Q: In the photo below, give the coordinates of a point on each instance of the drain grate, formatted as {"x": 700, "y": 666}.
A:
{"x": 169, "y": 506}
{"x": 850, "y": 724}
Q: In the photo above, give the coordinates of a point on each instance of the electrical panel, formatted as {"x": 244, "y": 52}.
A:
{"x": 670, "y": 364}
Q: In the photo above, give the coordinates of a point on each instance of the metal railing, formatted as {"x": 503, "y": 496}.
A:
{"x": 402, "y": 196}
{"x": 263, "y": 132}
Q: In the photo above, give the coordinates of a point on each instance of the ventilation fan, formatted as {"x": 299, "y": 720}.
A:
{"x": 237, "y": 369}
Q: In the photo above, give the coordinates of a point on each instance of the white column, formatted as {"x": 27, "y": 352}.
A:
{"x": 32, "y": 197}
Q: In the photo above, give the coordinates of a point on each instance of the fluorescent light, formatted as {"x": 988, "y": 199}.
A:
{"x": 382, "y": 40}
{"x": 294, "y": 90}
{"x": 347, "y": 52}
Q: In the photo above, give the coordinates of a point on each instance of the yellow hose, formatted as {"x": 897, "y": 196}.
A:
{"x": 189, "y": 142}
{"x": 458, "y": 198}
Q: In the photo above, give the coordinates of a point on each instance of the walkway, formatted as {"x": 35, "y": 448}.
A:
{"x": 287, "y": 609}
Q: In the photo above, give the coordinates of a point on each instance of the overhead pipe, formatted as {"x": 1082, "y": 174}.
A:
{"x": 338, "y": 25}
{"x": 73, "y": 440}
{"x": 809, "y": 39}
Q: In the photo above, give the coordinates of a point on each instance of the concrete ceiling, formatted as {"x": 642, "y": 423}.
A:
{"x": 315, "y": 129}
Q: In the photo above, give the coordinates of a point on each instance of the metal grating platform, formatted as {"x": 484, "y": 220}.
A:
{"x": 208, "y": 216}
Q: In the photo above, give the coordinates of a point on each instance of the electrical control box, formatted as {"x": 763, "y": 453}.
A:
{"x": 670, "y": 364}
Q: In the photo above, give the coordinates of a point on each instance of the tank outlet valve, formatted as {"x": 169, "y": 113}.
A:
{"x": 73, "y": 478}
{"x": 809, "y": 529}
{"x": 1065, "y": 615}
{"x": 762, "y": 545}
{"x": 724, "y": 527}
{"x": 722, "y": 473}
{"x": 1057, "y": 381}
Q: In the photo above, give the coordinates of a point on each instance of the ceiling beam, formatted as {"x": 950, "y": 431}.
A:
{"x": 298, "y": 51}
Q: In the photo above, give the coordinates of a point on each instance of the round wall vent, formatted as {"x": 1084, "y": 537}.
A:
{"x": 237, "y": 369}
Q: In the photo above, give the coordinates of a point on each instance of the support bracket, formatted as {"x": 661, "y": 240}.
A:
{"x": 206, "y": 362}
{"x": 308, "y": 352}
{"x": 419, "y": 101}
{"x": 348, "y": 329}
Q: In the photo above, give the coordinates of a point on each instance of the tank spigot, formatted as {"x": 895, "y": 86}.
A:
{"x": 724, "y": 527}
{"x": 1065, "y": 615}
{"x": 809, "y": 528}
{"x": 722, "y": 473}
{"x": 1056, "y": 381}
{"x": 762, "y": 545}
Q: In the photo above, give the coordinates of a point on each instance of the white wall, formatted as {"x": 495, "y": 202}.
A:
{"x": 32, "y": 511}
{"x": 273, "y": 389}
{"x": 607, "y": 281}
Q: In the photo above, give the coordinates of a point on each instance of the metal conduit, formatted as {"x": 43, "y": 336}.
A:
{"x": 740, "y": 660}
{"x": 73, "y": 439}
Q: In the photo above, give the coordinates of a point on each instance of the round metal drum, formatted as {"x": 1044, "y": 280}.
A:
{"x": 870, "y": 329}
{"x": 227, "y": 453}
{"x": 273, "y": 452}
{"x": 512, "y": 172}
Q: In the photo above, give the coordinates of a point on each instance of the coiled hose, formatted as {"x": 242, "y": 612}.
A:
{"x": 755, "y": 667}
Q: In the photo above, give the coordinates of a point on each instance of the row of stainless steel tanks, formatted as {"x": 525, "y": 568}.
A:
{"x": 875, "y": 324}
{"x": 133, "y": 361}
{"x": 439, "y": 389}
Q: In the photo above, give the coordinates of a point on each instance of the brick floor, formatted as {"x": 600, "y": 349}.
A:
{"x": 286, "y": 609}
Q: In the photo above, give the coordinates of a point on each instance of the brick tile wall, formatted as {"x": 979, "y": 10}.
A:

_YOUR OBJECTIVE_: Could you transcribe every entry exactly, without altering anything?

_REPLY_:
Q: In the photo below, give the coordinates of a point on each instance of the drain grate, formatted as {"x": 700, "y": 666}.
A:
{"x": 169, "y": 506}
{"x": 850, "y": 724}
Q: In the photo above, give the coordinates of a point on each instance of the electrical panel, formatted as {"x": 244, "y": 52}.
A:
{"x": 670, "y": 364}
Q: In the photo above, give the coordinates of a point on each instance of the metal railing, formatted as {"x": 503, "y": 496}.
A:
{"x": 402, "y": 196}
{"x": 263, "y": 132}
Q: In the photo above, give the coordinates of a point on each instance of the ventilation fan, formatted as {"x": 299, "y": 720}.
A:
{"x": 237, "y": 369}
Q: In the photo above, give the coordinates of a point on each instance of the white column, formatted as {"x": 27, "y": 352}.
A:
{"x": 32, "y": 197}
Q: In the photo above, give the coordinates of a point on each instance of the fluorescent light, formatted as {"x": 988, "y": 199}.
A:
{"x": 382, "y": 40}
{"x": 294, "y": 90}
{"x": 347, "y": 52}
Q: In the photo above, give the coordinates of a point on each instance of the yellow hose, formatted as {"x": 897, "y": 196}.
A:
{"x": 189, "y": 142}
{"x": 458, "y": 198}
Q: In the photo above, give the coordinates of a point on each instance of the walkway, formatted as {"x": 35, "y": 448}.
A:
{"x": 287, "y": 609}
Q: In the photo above, give the coordinates of a point on each instance of the overhead pipe, formatted as {"x": 1082, "y": 174}.
A:
{"x": 338, "y": 25}
{"x": 73, "y": 440}
{"x": 809, "y": 39}
Q: In the photo above, give the coordinates of a point on each instance of the concrete ceiling, formatted as {"x": 642, "y": 423}.
A:
{"x": 315, "y": 129}
Q: In the photo above, give the coordinates of a point on each instance of the metal grating platform, formatted as {"x": 484, "y": 220}.
A:
{"x": 208, "y": 216}
Q: In the photo above, give the coordinates of a point on each instance of the electrical control box, formatted as {"x": 763, "y": 453}.
A:
{"x": 670, "y": 364}
Q: In the photo above, give the coordinates of a point on each instance of the tank outlet valve, formatted as {"x": 169, "y": 113}.
A:
{"x": 73, "y": 478}
{"x": 809, "y": 529}
{"x": 1065, "y": 615}
{"x": 762, "y": 545}
{"x": 724, "y": 527}
{"x": 722, "y": 473}
{"x": 1057, "y": 381}
Q: In the photo above, give the coordinates of a point on each instance of the ceiling beam, formatted as {"x": 950, "y": 431}.
A:
{"x": 298, "y": 51}
Q: In the photo above, give the coordinates of a point on each instance of the round wall vent, formatted as {"x": 1084, "y": 537}.
A:
{"x": 237, "y": 369}
Q: In the photo above, give the coordinates of a point on each instance of the support bracket, formatted as {"x": 661, "y": 240}.
A:
{"x": 206, "y": 362}
{"x": 308, "y": 352}
{"x": 419, "y": 101}
{"x": 348, "y": 329}
Q: In the photo above, give the coordinates of a point on each instance of the tank spigot, formatted as {"x": 895, "y": 86}.
A:
{"x": 724, "y": 527}
{"x": 1065, "y": 615}
{"x": 809, "y": 528}
{"x": 722, "y": 473}
{"x": 1056, "y": 381}
{"x": 762, "y": 545}
Q: In the photo above, give the coordinates of a point on each instance of the white wall, formatted as {"x": 495, "y": 202}.
A:
{"x": 32, "y": 511}
{"x": 273, "y": 389}
{"x": 607, "y": 281}
Q: In the photo above, give the coordinates of a point on each instance of the metal conduit, formatted as {"x": 43, "y": 336}.
A:
{"x": 740, "y": 660}
{"x": 73, "y": 439}
Q: In the photo above, give the coordinates of a point on each instance of the round metal drum, formatted as {"x": 1044, "y": 280}.
A:
{"x": 870, "y": 329}
{"x": 227, "y": 453}
{"x": 273, "y": 452}
{"x": 512, "y": 172}
Q: In the photo above, give the coordinates of a point on each instance of the coiled hose, formatted as {"x": 242, "y": 612}.
A:
{"x": 755, "y": 667}
Q: In the photo above, give the coordinates of a point on each instance of the row of stainless steel tanks, formatted as {"x": 525, "y": 568}.
A:
{"x": 875, "y": 324}
{"x": 133, "y": 361}
{"x": 439, "y": 389}
Q: In the photo above, give the coordinates of a point on each instance of the brick floor, formatted as {"x": 600, "y": 349}.
A:
{"x": 286, "y": 609}
Q: In the photo above, give the coordinates of a point on each instance of the brick tile wall, formatted as {"x": 979, "y": 10}.
A:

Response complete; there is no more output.